# Prompt
Look through the records below for the line with "find vertical metal bar". Return that line and each one after it up to and including the line with "find neighboring building", exactly.
------ Records to use ------
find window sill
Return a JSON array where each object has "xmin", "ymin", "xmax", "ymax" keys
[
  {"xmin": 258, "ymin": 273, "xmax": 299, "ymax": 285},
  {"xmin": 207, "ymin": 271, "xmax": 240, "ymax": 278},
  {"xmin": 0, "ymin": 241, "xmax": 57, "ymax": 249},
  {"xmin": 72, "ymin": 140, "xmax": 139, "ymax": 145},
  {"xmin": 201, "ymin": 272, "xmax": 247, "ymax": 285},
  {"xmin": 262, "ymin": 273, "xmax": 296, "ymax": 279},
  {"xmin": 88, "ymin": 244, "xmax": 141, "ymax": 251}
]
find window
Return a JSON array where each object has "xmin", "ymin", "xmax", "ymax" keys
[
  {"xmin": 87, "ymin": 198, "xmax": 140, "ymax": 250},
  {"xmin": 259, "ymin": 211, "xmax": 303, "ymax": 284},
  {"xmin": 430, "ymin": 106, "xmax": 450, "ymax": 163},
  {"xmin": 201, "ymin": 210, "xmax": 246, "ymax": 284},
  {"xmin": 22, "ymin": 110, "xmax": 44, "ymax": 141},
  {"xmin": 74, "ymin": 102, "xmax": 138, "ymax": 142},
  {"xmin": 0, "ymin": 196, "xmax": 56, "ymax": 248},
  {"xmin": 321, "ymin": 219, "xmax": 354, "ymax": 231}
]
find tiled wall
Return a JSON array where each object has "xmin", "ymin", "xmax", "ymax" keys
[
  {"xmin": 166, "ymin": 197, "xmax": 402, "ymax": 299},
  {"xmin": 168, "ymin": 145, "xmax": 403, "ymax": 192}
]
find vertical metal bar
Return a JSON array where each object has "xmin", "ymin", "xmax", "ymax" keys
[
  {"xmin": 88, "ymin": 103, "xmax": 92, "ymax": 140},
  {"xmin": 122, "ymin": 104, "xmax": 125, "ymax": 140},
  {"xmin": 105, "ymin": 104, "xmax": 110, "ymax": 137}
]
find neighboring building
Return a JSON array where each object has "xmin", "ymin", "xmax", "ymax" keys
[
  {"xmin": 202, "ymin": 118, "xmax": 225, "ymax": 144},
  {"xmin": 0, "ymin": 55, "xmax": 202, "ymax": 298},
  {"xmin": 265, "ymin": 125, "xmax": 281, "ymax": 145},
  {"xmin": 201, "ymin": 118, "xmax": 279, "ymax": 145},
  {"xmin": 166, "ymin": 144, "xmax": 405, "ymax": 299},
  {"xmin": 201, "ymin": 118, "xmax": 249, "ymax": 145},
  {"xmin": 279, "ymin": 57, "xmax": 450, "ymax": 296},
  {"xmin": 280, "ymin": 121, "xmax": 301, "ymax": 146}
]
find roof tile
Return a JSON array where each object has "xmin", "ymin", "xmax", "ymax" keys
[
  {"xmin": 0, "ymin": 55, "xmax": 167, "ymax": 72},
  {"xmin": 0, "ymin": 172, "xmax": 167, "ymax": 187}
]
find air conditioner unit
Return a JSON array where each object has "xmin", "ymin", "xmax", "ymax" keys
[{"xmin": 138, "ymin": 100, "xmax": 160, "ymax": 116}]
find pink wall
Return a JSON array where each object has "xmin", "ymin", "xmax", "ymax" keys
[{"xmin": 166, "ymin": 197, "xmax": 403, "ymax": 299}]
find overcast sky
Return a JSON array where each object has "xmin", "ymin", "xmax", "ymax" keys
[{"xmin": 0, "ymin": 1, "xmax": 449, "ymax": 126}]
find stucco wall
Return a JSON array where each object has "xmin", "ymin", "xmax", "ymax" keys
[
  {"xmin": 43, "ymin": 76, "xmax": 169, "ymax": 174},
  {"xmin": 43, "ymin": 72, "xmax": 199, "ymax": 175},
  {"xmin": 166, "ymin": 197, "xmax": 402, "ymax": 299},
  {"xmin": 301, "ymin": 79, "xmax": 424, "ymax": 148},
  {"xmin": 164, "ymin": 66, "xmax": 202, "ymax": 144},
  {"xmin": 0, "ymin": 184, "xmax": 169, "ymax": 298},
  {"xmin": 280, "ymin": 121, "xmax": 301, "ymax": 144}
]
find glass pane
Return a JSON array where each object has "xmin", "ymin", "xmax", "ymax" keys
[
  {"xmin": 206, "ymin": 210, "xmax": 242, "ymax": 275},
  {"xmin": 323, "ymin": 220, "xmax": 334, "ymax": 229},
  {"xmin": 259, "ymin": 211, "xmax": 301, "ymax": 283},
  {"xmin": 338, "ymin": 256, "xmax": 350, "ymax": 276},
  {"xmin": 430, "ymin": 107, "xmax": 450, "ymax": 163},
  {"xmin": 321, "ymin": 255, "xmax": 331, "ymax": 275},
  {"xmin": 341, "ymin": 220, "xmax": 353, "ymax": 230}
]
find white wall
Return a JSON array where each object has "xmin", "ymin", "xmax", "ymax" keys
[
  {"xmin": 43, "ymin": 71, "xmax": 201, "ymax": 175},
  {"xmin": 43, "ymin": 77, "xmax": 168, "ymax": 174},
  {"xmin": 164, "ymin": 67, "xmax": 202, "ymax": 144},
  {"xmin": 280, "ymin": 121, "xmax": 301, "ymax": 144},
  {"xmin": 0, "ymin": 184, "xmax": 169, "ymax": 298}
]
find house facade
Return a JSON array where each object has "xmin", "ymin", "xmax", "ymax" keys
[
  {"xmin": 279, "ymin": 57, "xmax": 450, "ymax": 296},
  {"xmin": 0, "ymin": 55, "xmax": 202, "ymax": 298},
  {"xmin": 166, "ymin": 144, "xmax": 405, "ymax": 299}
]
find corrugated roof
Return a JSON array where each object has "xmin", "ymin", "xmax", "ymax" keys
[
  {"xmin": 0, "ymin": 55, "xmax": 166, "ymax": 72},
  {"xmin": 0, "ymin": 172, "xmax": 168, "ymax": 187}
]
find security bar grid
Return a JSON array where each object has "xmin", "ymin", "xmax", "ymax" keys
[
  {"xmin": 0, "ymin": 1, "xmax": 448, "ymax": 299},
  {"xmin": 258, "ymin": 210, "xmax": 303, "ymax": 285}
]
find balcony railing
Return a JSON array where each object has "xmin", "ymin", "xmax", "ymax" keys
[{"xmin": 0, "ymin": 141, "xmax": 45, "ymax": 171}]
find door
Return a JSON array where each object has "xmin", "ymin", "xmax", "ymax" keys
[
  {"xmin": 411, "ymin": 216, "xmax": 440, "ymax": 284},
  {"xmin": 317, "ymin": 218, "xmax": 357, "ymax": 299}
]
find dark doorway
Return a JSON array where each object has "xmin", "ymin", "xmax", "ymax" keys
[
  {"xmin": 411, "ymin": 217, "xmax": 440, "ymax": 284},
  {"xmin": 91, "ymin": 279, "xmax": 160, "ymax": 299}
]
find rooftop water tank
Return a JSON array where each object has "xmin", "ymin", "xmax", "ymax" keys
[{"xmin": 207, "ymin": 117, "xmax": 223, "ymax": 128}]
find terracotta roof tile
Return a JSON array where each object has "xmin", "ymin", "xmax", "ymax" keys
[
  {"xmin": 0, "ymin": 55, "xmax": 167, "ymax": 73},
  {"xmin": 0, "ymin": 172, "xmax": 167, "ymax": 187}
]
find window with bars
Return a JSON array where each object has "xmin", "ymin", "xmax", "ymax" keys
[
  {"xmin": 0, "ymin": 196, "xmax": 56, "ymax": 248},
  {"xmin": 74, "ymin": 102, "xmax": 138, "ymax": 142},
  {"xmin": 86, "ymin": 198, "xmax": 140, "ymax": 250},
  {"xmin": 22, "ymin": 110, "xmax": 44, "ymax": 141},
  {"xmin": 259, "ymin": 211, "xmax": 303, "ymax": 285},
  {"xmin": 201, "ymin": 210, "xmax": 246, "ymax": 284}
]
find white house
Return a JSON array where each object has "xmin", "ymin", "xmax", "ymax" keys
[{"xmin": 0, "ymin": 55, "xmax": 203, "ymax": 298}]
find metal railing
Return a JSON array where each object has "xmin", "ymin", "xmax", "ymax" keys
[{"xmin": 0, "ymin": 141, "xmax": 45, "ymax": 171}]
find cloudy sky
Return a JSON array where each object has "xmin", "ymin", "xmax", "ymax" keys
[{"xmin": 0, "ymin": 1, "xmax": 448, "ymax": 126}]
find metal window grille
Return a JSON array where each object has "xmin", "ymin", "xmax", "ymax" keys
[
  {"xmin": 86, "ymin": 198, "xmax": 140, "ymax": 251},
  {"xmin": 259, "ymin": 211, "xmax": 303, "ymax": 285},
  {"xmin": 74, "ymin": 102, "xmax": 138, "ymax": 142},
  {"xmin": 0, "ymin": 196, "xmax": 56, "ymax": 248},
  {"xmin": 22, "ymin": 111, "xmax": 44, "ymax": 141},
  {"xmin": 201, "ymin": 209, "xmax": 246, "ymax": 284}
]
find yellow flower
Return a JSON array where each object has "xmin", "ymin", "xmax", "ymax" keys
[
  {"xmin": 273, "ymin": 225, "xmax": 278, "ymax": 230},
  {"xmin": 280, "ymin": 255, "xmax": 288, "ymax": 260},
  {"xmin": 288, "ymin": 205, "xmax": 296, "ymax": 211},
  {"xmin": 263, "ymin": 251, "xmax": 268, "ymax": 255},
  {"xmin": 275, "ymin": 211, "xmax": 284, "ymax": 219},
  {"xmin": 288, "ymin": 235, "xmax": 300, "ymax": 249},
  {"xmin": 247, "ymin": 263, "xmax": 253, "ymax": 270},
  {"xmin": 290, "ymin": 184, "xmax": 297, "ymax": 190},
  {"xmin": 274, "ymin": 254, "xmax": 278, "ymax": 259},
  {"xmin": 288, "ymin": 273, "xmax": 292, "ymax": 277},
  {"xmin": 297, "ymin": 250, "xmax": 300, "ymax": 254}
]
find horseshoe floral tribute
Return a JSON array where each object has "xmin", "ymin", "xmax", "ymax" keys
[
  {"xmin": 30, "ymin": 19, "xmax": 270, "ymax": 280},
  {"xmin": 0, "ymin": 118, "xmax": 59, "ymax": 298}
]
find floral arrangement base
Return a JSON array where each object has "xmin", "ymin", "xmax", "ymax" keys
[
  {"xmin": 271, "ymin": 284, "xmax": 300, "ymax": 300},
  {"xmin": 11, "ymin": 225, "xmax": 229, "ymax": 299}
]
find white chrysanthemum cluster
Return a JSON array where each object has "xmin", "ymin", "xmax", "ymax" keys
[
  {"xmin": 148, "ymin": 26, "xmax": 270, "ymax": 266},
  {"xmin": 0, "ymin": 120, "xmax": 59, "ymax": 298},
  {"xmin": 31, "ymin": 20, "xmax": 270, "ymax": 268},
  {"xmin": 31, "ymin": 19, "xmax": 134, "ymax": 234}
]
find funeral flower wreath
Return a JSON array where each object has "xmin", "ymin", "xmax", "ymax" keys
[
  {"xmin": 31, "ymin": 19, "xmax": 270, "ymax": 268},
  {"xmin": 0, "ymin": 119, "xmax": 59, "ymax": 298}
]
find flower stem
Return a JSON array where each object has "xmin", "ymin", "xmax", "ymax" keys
------
# Task response
find vertical metal bar
Return a JSON array where each object has "xmin", "ymin", "xmax", "ymax" keys
[
  {"xmin": 88, "ymin": 103, "xmax": 92, "ymax": 140},
  {"xmin": 122, "ymin": 104, "xmax": 125, "ymax": 140},
  {"xmin": 105, "ymin": 104, "xmax": 110, "ymax": 137}
]
find neighboring building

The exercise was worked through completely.